_Task description_
List each of the lines below as a numbered list, leaving out any blank lines.

_Provided information_
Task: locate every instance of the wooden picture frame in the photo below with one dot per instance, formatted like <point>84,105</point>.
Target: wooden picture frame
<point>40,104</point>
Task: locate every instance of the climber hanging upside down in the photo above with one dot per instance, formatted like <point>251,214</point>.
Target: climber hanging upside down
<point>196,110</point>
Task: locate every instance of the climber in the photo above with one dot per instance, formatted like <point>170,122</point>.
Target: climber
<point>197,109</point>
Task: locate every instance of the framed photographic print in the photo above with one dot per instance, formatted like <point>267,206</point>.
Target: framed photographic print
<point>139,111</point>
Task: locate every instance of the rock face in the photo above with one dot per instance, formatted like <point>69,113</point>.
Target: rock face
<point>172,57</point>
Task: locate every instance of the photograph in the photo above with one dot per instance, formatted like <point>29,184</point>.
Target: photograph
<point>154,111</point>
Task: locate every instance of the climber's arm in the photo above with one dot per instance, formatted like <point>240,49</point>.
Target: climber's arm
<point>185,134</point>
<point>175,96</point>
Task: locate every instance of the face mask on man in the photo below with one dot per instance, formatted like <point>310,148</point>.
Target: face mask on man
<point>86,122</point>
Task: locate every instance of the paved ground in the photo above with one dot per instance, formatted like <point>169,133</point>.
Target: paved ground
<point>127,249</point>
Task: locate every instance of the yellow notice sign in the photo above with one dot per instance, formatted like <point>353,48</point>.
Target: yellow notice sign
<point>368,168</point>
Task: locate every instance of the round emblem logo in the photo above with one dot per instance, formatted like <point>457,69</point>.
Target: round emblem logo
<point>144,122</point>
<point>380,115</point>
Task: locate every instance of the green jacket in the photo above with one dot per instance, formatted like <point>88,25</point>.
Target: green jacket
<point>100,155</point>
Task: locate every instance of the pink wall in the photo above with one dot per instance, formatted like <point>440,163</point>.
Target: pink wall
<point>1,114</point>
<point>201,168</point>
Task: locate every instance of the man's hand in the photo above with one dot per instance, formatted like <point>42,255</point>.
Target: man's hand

_Response to this task_
1. Task: locate every instance of the wooden picture frame in the photo below with one dot per instance, formatted like <point>84,105</point>.
2. Target: wooden picture frame
3. <point>40,104</point>
4. Task: locate every instance of the climber hanging upside down in the photo above with one dot per instance, formatted like <point>251,214</point>.
5. Target: climber hanging upside down
6. <point>196,110</point>
7. Task: locate every instance of the climber in the photo above with one dot per instance, formatted like <point>170,122</point>.
8. Target: climber
9. <point>197,109</point>
10. Task: locate every instance of the framed photographic print in the photo above with one dot per instance, formatted like <point>267,206</point>.
11. Target: framed photographic print
12. <point>139,111</point>
13. Task: locate every instance of the rock face in the photo above with one dot per instance, formatted like <point>69,113</point>.
14. Target: rock face
15. <point>172,57</point>
16. Task: locate every instance of the photograph in the photo above with one dot per instance, formatted like <point>29,184</point>.
17. Target: photograph
18. <point>154,111</point>
19. Task: locate every instance of the climber's arm in the photo above with one dot per instance, formatted like <point>240,49</point>.
20. Target: climber's arm
21. <point>185,134</point>
22. <point>175,96</point>
23. Task: locate every instance of the face mask on man in the photo below with one dot per instance, formatted like <point>310,148</point>.
24. Target: face mask on man
25. <point>86,122</point>
26. Task: locate every instance of the paved ground in the photo above with one dot per instance, formatted like <point>169,133</point>.
27. Target: paved ground
28. <point>127,249</point>
29. Task: locate every instance of the yellow notice sign in the photo above with one dot per instance, formatted like <point>353,48</point>.
30. Target: yellow notice sign
31. <point>368,168</point>
32. Task: locate every instance of the round emblem logo in the photo above with one dot per instance, formatted like <point>457,69</point>.
33. Target: round emblem logo
34. <point>144,122</point>
35. <point>380,115</point>
36. Task: locate every instance of the green jacket in the photo above with one dot per instance, formatted like <point>88,25</point>.
37. Target: green jacket
38. <point>100,155</point>
39. Task: locate every instance of the pink wall in the photo above with one dot per instance, formatted like <point>440,163</point>.
40. Target: pink wall
41. <point>1,114</point>
42. <point>201,168</point>
43. Task: locate every instance of the man's hand in the photo above with one dot per instance, formatted like <point>42,255</point>.
44. Target: man's hand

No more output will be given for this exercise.